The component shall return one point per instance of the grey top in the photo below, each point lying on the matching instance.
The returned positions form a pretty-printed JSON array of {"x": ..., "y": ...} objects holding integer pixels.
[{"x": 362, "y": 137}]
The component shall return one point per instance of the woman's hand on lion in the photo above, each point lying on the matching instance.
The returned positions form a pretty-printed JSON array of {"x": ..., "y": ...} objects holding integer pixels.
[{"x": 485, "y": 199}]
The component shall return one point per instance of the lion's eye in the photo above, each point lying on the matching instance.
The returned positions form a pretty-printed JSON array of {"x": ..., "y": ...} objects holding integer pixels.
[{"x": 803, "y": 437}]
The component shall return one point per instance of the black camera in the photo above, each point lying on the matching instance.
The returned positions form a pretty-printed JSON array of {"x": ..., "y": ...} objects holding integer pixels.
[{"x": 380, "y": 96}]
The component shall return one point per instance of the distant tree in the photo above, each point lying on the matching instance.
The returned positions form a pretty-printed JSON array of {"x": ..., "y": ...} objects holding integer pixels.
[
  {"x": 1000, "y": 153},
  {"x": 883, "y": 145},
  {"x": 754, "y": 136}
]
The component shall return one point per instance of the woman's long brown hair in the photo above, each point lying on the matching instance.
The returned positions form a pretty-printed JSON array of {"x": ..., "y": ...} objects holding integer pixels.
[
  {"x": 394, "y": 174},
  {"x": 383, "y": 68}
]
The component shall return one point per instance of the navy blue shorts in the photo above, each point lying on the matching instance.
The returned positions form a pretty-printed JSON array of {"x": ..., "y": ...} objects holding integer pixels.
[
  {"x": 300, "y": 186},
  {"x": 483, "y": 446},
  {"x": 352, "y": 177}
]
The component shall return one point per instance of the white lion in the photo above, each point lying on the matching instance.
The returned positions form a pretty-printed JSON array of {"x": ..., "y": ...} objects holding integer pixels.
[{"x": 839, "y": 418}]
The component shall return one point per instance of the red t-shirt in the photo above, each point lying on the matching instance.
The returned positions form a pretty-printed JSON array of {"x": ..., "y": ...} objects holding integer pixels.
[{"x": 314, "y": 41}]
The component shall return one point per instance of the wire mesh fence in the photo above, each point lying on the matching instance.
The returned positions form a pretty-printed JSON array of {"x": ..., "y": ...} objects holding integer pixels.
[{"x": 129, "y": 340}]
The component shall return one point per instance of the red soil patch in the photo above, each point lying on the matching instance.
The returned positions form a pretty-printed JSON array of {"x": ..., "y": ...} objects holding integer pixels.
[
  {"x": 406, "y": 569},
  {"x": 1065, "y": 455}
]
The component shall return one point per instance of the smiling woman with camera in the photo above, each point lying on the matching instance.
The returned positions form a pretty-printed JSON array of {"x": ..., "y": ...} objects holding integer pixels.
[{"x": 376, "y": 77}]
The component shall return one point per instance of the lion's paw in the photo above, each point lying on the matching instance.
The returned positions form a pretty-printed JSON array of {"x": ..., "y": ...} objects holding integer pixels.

******

● **What the exercise asks**
Reproduce the full listing word for word.

● **Task answer**
The component shall return one point per instance of the grey top in the photo below, each point lying on the matching instance.
The returned positions form a pretty-printed JSON array of {"x": ..., "y": ...} objects holding integer pixels.
[{"x": 362, "y": 137}]
The component shall return one point per instance of the woman's hand on lion in the photo above, each point lying on the matching instance.
The returned positions form a pretty-printed JSON array of {"x": ..., "y": ...} objects holding integer pixels.
[{"x": 485, "y": 199}]
The component shall return one point per instance of the lion's eye in the photo above, each point lying on the matching instance.
The returned positions form a pretty-printed JSON array of {"x": ..., "y": ...} objects holding integer pixels.
[{"x": 803, "y": 437}]
The component shall return one point per instance of the black camera in the photo above, each point lying on the matching instance.
The returned positions form a pretty-printed JSON array of {"x": ..., "y": ...} objects holding integer pixels.
[{"x": 380, "y": 96}]
The component shall return one point per instance of the distant tree in the photo above, each point lying on the matching instance.
The returned positions form a pretty-printed JSON array of {"x": ..., "y": ...} objects holding integer pixels.
[
  {"x": 1000, "y": 153},
  {"x": 883, "y": 145},
  {"x": 754, "y": 136}
]
The component shall return one point per instance of the woman's long brown hair in the photo above, each point lying on the matching instance.
The returned positions form a pretty-printed JSON array of {"x": ..., "y": ...} objects holding integer pixels.
[
  {"x": 394, "y": 174},
  {"x": 383, "y": 68}
]
The component shall return one point per instance of the navy blue shorts in the photo above, each point lying on the matching instance.
The returned positions form a pretty-printed JSON array of {"x": ..., "y": ...} objects holding integer pixels.
[
  {"x": 300, "y": 186},
  {"x": 483, "y": 446},
  {"x": 352, "y": 177}
]
The component shall return one point per instance of the white lion in the photo above, each point lying on the matching instance.
The returned positions form a pretty-printed JSON array of {"x": ..., "y": ...} objects holding integer pixels.
[{"x": 839, "y": 418}]
The component shall return one point per instance of the red t-shirt in the photo above, each point lying on the matching instance.
The returned positions form a pretty-printed JSON array of {"x": ..., "y": ...} objects holding integer pixels.
[{"x": 314, "y": 41}]
The component shall return one point per instance of the wire mesh fence in the photo above, each point lying on the matching instance.
The returned positions form a pretty-printed JSON array of {"x": ..., "y": ...} objects holding integer pixels.
[{"x": 129, "y": 340}]
The component shall return one point per instance of the red soil patch in the photo above, each point lying on the matching instance.
The returned positions form a pretty-printed JSON array of {"x": ..., "y": ...} objects holding integer pixels.
[
  {"x": 406, "y": 569},
  {"x": 1065, "y": 455}
]
The component shall return one point per instance of the smiling woman with camera in the photo above, each point lying on the matching instance.
The returned positions form a pretty-printed JSON array of {"x": ..., "y": ...} objects holding integer pixels.
[{"x": 376, "y": 77}]
The component shall return one point per instance of the lion's paw in the photo above, each point lying on the matching instance.
The returned positions form a pretty-printed JSON array of {"x": ..., "y": ...} objects holding integer pixels.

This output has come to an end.